* RECORDS PROVIDED
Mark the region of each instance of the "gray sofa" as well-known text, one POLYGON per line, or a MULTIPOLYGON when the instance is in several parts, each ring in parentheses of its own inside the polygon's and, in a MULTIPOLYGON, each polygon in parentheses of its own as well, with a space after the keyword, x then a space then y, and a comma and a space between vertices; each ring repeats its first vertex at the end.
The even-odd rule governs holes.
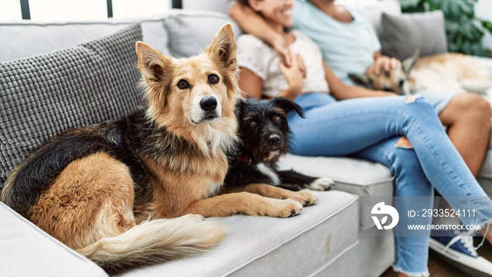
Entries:
MULTIPOLYGON (((368 9, 377 29, 382 11, 397 13, 399 7, 394 2, 388 1, 387 5, 368 9)), ((42 138, 33 138, 29 137, 29 133, 22 133, 22 126, 18 137, 26 137, 25 142, 14 142, 6 137, 8 126, 6 127, 6 123, 12 117, 21 118, 22 114, 18 112, 16 114, 6 105, 25 104, 22 99, 12 97, 11 94, 17 93, 17 82, 23 81, 6 77, 6 65, 12 65, 12 60, 16 60, 15 65, 22 65, 23 58, 32 55, 37 56, 30 60, 46 59, 43 53, 72 48, 113 33, 135 21, 141 24, 144 41, 164 53, 185 57, 200 52, 219 27, 231 20, 223 13, 171 11, 162 16, 136 20, 0 23, 0 99, 2 101, 0 151, 5 154, 2 158, 11 156, 14 144, 20 145, 19 148, 27 152, 42 138), (12 100, 14 98, 15 101, 12 100), (27 138, 33 138, 32 143, 30 144, 27 138)), ((235 30, 236 35, 240 34, 235 25, 235 30)), ((51 55, 56 54, 52 52, 51 55)), ((102 66, 111 67, 111 65, 102 66)), ((40 74, 43 75, 43 72, 40 74)), ((55 76, 50 79, 49 74, 44 75, 43 77, 48 83, 56 85, 59 81, 55 76)), ((131 78, 122 79, 121 81, 127 82, 125 86, 135 84, 135 80, 131 78)), ((77 87, 83 83, 72 85, 77 87)), ((101 87, 107 86, 104 83, 101 84, 101 87)), ((31 93, 37 93, 37 88, 33 86, 31 93)), ((117 100, 117 104, 118 101, 122 105, 127 104, 124 99, 117 100)), ((116 116, 110 114, 108 118, 116 116)), ((62 124, 58 121, 65 122, 65 114, 54 116, 58 116, 55 118, 58 119, 53 125, 62 124)), ((91 118, 90 114, 84 116, 91 118)), ((35 127, 33 132, 37 130, 35 127)), ((62 128, 68 127, 72 126, 63 126, 62 128)), ((2 160, 2 163, 7 165, 1 168, 0 178, 3 179, 0 179, 0 185, 3 184, 9 169, 19 160, 18 157, 17 160, 13 158, 2 160)), ((336 182, 336 190, 315 192, 319 197, 318 203, 305 208, 299 216, 292 218, 235 215, 207 219, 228 229, 227 234, 218 247, 202 255, 132 270, 122 276, 378 276, 391 265, 394 259, 393 238, 373 235, 375 227, 370 216, 370 210, 376 203, 391 201, 393 177, 388 168, 378 163, 351 158, 294 155, 283 158, 280 166, 331 177, 336 182)), ((492 188, 488 184, 492 182, 492 150, 488 153, 480 182, 486 189, 492 188)), ((107 276, 91 261, 47 235, 2 203, 0 203, 0 250, 2 275, 107 276)))

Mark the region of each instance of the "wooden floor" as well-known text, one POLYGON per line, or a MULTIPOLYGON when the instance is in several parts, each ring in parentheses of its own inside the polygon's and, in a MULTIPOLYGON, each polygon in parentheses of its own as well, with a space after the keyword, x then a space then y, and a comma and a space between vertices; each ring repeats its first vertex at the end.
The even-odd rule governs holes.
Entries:
MULTIPOLYGON (((481 238, 476 237, 474 245, 478 245, 481 238)), ((484 246, 477 250, 479 255, 489 261, 492 261, 492 245, 486 241, 484 246)), ((429 252, 429 272, 432 277, 470 277, 470 276, 488 276, 486 274, 479 275, 471 273, 466 269, 457 267, 451 261, 443 259, 441 255, 433 251, 429 252)), ((396 277, 398 274, 390 267, 380 277, 396 277)))

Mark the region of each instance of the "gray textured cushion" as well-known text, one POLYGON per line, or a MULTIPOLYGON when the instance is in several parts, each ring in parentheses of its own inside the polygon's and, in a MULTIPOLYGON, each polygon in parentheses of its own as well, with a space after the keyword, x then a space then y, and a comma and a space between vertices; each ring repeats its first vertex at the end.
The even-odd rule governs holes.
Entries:
POLYGON ((227 228, 216 248, 131 270, 122 277, 313 276, 352 248, 358 231, 356 196, 335 191, 315 194, 318 203, 294 217, 207 219, 227 228))
POLYGON ((215 34, 231 22, 234 36, 241 34, 237 24, 226 14, 210 11, 171 10, 164 20, 169 41, 169 50, 175 57, 200 54, 215 34))
POLYGON ((108 276, 0 202, 0 272, 9 277, 108 276))
POLYGON ((141 39, 136 24, 72 48, 0 62, 0 187, 43 141, 136 109, 141 39))
POLYGON ((374 226, 370 212, 375 205, 393 201, 394 177, 389 169, 380 163, 353 158, 287 154, 280 158, 278 165, 281 169, 294 168, 311 176, 332 178, 336 184, 333 189, 361 196, 359 220, 363 229, 374 226))
POLYGON ((140 22, 143 41, 169 53, 162 16, 145 19, 44 23, 0 23, 0 62, 74 47, 140 22))
POLYGON ((444 15, 441 11, 381 18, 382 53, 399 60, 410 57, 415 49, 426 56, 447 52, 444 15))

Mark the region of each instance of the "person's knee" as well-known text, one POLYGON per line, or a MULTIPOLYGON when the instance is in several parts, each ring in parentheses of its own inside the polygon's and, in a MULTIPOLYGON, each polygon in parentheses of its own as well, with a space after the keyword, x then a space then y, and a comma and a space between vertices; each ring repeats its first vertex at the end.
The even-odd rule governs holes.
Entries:
POLYGON ((408 95, 405 99, 405 105, 413 116, 426 117, 428 113, 435 114, 432 105, 420 95, 408 95))
POLYGON ((488 101, 475 93, 465 93, 456 97, 449 107, 457 116, 474 116, 490 120, 492 109, 488 101))

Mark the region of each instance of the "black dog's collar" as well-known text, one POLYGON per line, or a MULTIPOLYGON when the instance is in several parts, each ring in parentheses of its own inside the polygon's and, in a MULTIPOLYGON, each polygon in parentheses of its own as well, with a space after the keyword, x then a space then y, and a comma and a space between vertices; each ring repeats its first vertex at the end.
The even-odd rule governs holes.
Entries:
POLYGON ((243 155, 238 156, 238 159, 239 161, 247 164, 248 165, 250 165, 252 163, 253 163, 253 159, 250 158, 250 157, 247 157, 246 156, 243 156, 243 155))

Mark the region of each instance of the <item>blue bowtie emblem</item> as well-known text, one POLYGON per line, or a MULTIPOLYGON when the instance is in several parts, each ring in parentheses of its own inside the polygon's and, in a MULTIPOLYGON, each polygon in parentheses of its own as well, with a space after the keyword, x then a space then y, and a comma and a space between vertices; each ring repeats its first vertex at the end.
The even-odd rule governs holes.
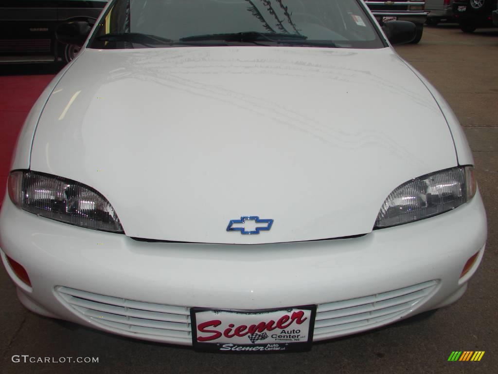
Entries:
POLYGON ((245 235, 259 234, 260 231, 268 231, 271 228, 271 225, 273 224, 273 219, 260 219, 259 217, 257 215, 246 215, 241 217, 240 219, 232 219, 231 220, 230 223, 228 224, 228 227, 227 227, 227 231, 240 231, 241 234, 245 235), (246 231, 244 227, 244 224, 246 221, 248 220, 254 221, 256 227, 253 231, 246 231), (259 225, 258 224, 261 224, 259 225), (234 225, 235 226, 235 227, 234 225))

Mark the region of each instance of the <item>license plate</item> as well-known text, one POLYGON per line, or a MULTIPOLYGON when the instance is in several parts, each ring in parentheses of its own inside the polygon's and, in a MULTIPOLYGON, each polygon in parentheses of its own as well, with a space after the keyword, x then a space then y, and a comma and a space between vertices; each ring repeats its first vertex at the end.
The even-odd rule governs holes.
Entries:
POLYGON ((389 21, 395 21, 397 19, 398 19, 397 17, 394 17, 393 16, 391 16, 391 15, 388 16, 384 16, 382 17, 382 23, 383 23, 384 22, 389 22, 389 21))
POLYGON ((306 351, 316 314, 315 305, 257 312, 192 308, 192 344, 229 353, 306 351))

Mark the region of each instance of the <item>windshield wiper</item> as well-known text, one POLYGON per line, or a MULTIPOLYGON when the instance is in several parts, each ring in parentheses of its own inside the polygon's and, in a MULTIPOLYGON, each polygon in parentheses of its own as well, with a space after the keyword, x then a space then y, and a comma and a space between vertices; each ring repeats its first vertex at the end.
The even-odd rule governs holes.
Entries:
POLYGON ((267 41, 278 43, 289 40, 302 41, 308 38, 298 34, 285 34, 278 32, 259 32, 258 31, 243 31, 227 34, 207 34, 187 36, 180 39, 180 41, 200 41, 201 40, 224 40, 225 41, 253 42, 267 41))
POLYGON ((105 34, 95 38, 102 41, 128 41, 137 43, 147 47, 153 47, 150 44, 169 44, 174 42, 171 39, 156 36, 155 35, 142 34, 139 32, 123 32, 119 33, 105 34))
POLYGON ((312 47, 323 47, 324 48, 337 48, 337 45, 330 40, 281 40, 280 44, 292 44, 292 45, 309 45, 312 47))

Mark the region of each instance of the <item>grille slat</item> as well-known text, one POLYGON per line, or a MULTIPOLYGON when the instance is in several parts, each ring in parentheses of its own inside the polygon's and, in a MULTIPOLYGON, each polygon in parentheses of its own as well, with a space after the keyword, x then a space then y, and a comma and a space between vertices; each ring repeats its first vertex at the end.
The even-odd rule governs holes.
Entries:
MULTIPOLYGON (((359 332, 393 322, 421 305, 438 283, 438 280, 429 281, 375 295, 319 304, 314 340, 359 332)), ((141 334, 158 341, 191 344, 188 307, 129 300, 64 287, 57 290, 70 310, 107 330, 141 334)))
POLYGON ((101 320, 108 321, 111 322, 117 322, 123 325, 140 326, 142 327, 151 327, 161 330, 172 330, 175 331, 188 332, 191 330, 190 324, 187 323, 177 323, 164 321, 149 320, 145 318, 135 318, 126 316, 121 316, 118 314, 98 312, 80 307, 76 307, 76 309, 87 317, 93 318, 97 322, 100 322, 101 320))
MULTIPOLYGON (((135 334, 142 334, 146 335, 153 335, 164 338, 171 338, 175 339, 184 340, 187 342, 192 341, 190 332, 186 331, 177 331, 175 330, 161 330, 160 329, 152 329, 150 327, 141 326, 133 326, 118 323, 109 321, 99 321, 102 325, 112 328, 113 330, 120 330, 128 331, 135 334)), ((164 340, 166 341, 166 339, 164 340)))
POLYGON ((49 52, 50 39, 0 39, 0 52, 49 52))
POLYGON ((424 289, 410 294, 398 296, 392 299, 387 299, 381 301, 374 301, 367 304, 363 304, 355 307, 350 307, 341 309, 336 309, 328 312, 317 313, 316 320, 338 318, 345 316, 374 312, 394 305, 404 304, 410 302, 416 302, 430 292, 431 289, 424 289))
POLYGON ((374 327, 374 325, 376 324, 380 326, 381 325, 386 324, 389 322, 392 322, 402 315, 403 313, 404 312, 398 312, 397 313, 387 314, 385 316, 381 316, 375 318, 371 318, 368 320, 362 320, 361 321, 344 324, 343 325, 327 326, 326 327, 322 327, 321 328, 315 328, 313 333, 313 336, 315 338, 318 338, 320 337, 320 335, 322 335, 322 336, 325 336, 327 338, 333 338, 334 336, 345 335, 345 332, 348 330, 362 331, 368 330, 369 328, 372 328, 374 327))
POLYGON ((339 325, 346 325, 352 322, 357 322, 360 321, 368 321, 371 319, 381 317, 393 313, 396 313, 406 310, 413 304, 411 302, 394 305, 388 308, 384 308, 372 312, 367 312, 360 314, 353 314, 350 316, 345 316, 336 318, 330 318, 326 320, 317 321, 315 323, 315 328, 327 327, 328 326, 336 326, 339 325))
POLYGON ((172 314, 180 314, 184 316, 190 316, 189 308, 185 307, 177 307, 173 305, 166 305, 161 304, 153 304, 152 303, 144 303, 141 301, 134 301, 124 299, 120 299, 112 296, 105 296, 103 295, 86 292, 84 291, 74 290, 67 287, 60 287, 59 292, 61 294, 70 295, 81 299, 95 301, 98 303, 108 304, 111 305, 116 305, 121 307, 132 308, 135 309, 147 310, 150 312, 160 312, 172 314))
POLYGON ((405 287, 405 288, 390 291, 387 292, 383 292, 382 293, 377 294, 376 295, 372 295, 370 296, 366 296, 358 299, 352 299, 343 301, 336 301, 334 303, 329 303, 328 304, 322 304, 318 306, 317 313, 337 310, 338 309, 343 309, 346 308, 350 308, 363 304, 371 304, 375 302, 382 301, 387 299, 393 299, 398 296, 401 296, 407 294, 420 291, 420 290, 429 288, 433 287, 436 283, 436 281, 429 281, 414 286, 405 287))

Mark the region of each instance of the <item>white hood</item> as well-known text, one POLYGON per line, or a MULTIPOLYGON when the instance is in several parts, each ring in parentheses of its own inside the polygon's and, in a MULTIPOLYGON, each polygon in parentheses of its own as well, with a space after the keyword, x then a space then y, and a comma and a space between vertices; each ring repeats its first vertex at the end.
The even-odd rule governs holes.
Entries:
POLYGON ((101 192, 129 236, 253 244, 369 232, 399 185, 456 165, 389 48, 256 46, 85 50, 31 159, 101 192), (227 231, 247 215, 271 230, 227 231))

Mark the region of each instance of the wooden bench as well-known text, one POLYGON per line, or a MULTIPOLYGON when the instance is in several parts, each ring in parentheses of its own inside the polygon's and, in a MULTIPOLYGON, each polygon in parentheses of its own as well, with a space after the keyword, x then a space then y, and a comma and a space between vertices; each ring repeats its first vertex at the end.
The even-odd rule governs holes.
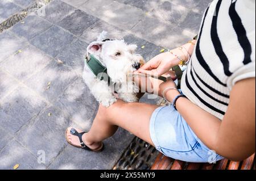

* PROBLEM TO SOLVE
Write out the rows exactly, starting with the line that contains "Mark the region of each instance of the <item>grille" and going on through the line that contains "POLYGON ((101 320, 108", with both of those lines included.

* THE RESPONSE
Mark the region of each instance of the <item>grille slat</item> as well-known text, one POLYGON per line, or a MULTIPOLYGON when the instance is in several parts, each ring in parentheses of its own inside the polygon's and, in a MULTIPOLYGON, each polygon in parentheses of its own as well, with a space after the keyword, x then a space then y, and a comma and a space between vertices; each ring repeats its first vertex at the end.
The even-odd rule governs holes.
Entries:
MULTIPOLYGON (((359 332, 393 322, 421 305, 438 283, 438 280, 429 281, 375 295, 319 304, 314 340, 359 332)), ((141 334, 158 341, 191 344, 188 307, 129 300, 64 287, 57 290, 70 310, 107 330, 141 334)))
POLYGON ((101 320, 108 321, 111 322, 117 322, 123 325, 140 326, 142 327, 151 327, 161 330, 172 330, 175 331, 188 332, 191 330, 190 324, 187 323, 177 323, 164 321, 149 320, 145 318, 135 318, 126 316, 121 316, 118 314, 98 312, 80 307, 76 307, 76 309, 87 317, 93 318, 97 322, 100 322, 101 320))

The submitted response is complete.